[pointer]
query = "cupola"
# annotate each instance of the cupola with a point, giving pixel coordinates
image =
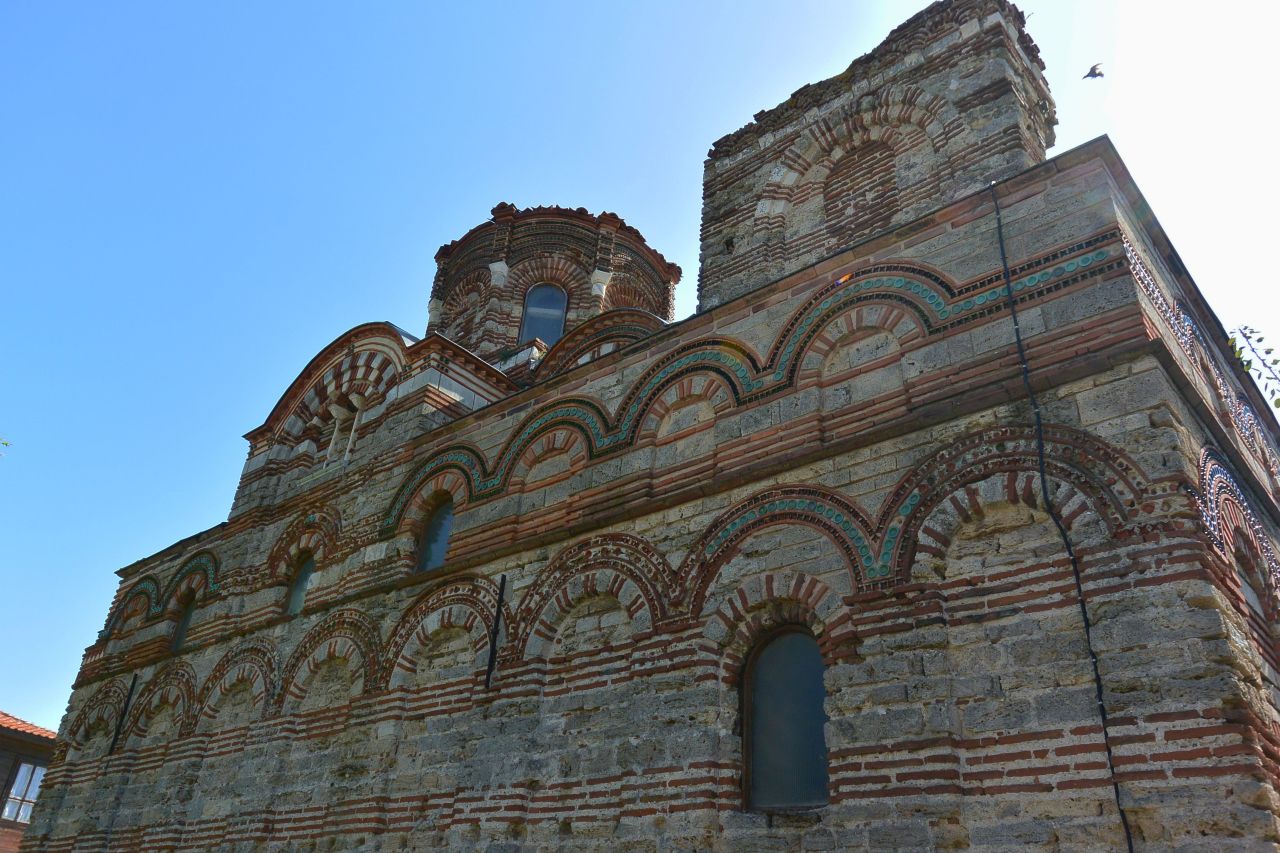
(529, 277)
---+---
### Exercise goal:
Repeat every line of the data above except the pictures, keeping all text lines unchanged but adding 37 to each coordinate in the answer points.

### Task result:
[pointer]
query = "cupola"
# annotate each instance of the cupola with a point, giving pixel coordinates
image =
(566, 314)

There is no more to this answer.